- [What is required]
Can you quote the lines below exactly, starting at the line with "Each instance receives one keypoint. Mark the light" and going through the last one?

(Excerpts of pointing data)
┄┄┄┄┄┄┄┄┄┄

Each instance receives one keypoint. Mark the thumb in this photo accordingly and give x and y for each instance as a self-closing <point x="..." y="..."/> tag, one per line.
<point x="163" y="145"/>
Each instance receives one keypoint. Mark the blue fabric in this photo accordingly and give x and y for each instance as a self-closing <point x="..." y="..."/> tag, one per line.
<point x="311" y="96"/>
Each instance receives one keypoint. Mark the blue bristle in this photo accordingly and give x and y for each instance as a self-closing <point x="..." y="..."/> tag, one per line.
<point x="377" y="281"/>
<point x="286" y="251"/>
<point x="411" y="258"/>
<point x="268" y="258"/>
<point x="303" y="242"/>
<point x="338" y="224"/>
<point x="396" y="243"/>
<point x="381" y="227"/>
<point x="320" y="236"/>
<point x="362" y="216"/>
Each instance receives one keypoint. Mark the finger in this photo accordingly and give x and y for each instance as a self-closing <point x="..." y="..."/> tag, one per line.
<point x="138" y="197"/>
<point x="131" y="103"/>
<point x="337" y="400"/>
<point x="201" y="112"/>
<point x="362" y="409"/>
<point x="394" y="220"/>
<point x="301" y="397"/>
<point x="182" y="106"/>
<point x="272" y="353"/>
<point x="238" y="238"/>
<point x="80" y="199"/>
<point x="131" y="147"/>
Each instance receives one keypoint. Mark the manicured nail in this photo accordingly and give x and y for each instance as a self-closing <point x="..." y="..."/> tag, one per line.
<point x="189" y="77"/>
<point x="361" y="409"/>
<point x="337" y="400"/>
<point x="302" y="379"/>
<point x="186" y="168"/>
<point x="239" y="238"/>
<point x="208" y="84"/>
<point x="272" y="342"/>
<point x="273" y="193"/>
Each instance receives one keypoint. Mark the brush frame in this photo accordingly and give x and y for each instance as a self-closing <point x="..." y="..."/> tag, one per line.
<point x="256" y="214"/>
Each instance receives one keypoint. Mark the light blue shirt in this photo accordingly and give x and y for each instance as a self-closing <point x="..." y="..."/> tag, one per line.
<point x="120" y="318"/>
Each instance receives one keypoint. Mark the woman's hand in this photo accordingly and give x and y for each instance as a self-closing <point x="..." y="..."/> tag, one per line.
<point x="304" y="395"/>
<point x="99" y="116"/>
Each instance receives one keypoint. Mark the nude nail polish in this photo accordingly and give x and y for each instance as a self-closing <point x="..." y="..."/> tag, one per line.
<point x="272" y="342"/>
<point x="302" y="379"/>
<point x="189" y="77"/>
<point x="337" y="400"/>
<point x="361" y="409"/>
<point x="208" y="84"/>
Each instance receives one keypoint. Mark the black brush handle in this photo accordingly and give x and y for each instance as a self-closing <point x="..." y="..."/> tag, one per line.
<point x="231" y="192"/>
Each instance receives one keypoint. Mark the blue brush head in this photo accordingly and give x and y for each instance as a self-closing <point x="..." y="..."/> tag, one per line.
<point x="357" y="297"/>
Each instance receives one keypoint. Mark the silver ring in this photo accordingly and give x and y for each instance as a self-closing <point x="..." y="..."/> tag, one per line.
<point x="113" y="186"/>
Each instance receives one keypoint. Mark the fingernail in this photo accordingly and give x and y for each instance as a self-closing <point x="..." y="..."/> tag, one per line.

┄┄┄┄┄┄┄┄┄┄

- [Written answer]
Each instance receives one keypoint. Mark the light blue shirt in this photo accordingly and give x and y for each instance as a self-closing <point x="..." y="..."/> tag, one per line.
<point x="120" y="318"/>
Each instance receives one keypoint. Mark the woman's hand in this photo accordingly and give x and y for each instance as a self-closing <point x="..." y="..."/> tag, one per line.
<point x="304" y="395"/>
<point x="99" y="116"/>
Each instance receives one keypoint. Mark the nude nail polish in this photo accordingly and give x and y for each instance as a self-closing <point x="..." y="..."/> tag, one per line.
<point x="272" y="342"/>
<point x="302" y="379"/>
<point x="189" y="77"/>
<point x="337" y="400"/>
<point x="361" y="409"/>
<point x="208" y="84"/>
Each instance receives one keypoint. Mark the black brush handle in this photo accordingly and give x and y for each instance as a self-closing <point x="..." y="..."/> tag, one per line.
<point x="231" y="192"/>
Each instance receives one keypoint. Mark the blue brush head in this photo accordingly and give x and y for each instance as a self-closing <point x="..." y="..."/> tag, one per line.
<point x="357" y="297"/>
Each instance receives one keypoint. Mark the silver ring in this photo accordingly and give x and y for each instance as a self-closing <point x="..." y="..."/> tag, one per line.
<point x="113" y="186"/>
Each instance receives one keypoint. Mark the fingernail in this photo accordingly and give x and y for each instance as a self-closing <point x="..." y="..."/> tag, one per line.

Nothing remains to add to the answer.